Object position labeling lines
—————

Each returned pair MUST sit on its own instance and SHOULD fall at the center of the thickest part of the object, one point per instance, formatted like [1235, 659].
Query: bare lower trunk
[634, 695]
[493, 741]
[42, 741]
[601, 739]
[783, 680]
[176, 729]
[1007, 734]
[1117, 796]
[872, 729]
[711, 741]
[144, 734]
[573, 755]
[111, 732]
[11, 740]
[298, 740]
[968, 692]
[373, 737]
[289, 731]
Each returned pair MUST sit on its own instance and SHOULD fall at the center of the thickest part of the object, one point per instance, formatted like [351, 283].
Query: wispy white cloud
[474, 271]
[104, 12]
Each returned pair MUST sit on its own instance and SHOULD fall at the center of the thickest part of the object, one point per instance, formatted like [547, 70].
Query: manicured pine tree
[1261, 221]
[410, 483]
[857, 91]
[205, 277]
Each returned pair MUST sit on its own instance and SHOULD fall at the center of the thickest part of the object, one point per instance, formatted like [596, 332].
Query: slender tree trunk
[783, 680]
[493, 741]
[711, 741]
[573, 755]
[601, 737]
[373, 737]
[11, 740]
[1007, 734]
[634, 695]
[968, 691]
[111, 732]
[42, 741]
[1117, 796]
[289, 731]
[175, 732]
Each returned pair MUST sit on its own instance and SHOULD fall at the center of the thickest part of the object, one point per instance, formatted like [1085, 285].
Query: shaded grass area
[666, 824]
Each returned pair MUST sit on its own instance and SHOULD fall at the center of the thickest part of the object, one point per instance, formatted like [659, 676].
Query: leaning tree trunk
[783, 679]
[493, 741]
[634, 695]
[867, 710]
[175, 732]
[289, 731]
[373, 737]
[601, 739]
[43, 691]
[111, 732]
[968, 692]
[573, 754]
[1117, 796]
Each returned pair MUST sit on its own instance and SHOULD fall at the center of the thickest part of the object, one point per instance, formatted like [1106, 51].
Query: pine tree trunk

—————

TASK GOAL: Rewrite the lines from the one containing "like [351, 283]." through the last line, both included, leaving the requests and their format samples unchanged. Multiply every coordinate in the answers by 1.7 and round to whole numbers, with halves rounded up.

RIGHT ANSWER:
Each returned pair MUST sit on its own instance and SHOULD fall at the center of the thickest part of the object, one point per instance, formatted like [351, 283].
Query: wispy white cloud
[806, 461]
[177, 20]
Each returned pair MUST sit on its own instance and SHOULD fall at the center of the thickest part of the object, one point per instance, formatted like [547, 70].
Query: manicured pine tree
[2144, 376]
[697, 821]
[1457, 155]
[349, 471]
Each returned pair MUST sit on its own instance and SHOULD fall at the center of the thickest part of the object, one point per instance, formatted like [596, 332].
Query: slender tree trunk
[1331, 1156]
[838, 1260]
[1209, 1260]
[974, 1284]
[1022, 1253]
[634, 1253]
[19, 1258]
[1712, 1248]
[1078, 1182]
[1646, 1175]
[189, 1244]
[71, 1260]
[1899, 1353]
[491, 1243]
[298, 1244]
Each returned pair MUST sit on its own instance and SHOULD fall at the center of the thickest part of the object, one point per instance, formatted like [1085, 285].
Query: shaded grass area
[1132, 1401]
Each returned pair MUST sit on its own instance and SHOULD fall at the center of the thickest part of the object, one point per instance, formatted like [659, 676].
Query: leaning tree trunk
[1331, 1154]
[838, 1260]
[1078, 1182]
[1474, 1207]
[298, 1244]
[491, 1243]
[634, 1253]
[1022, 1256]
[73, 1175]
[189, 1244]
[1646, 1176]
[974, 1282]
[1899, 1353]
Each returned pair MUST sit on its own instance and SHOULD fall at the center of the thickest part of the object, one point per instance, formatted like [1106, 51].
Query: pine tree trunk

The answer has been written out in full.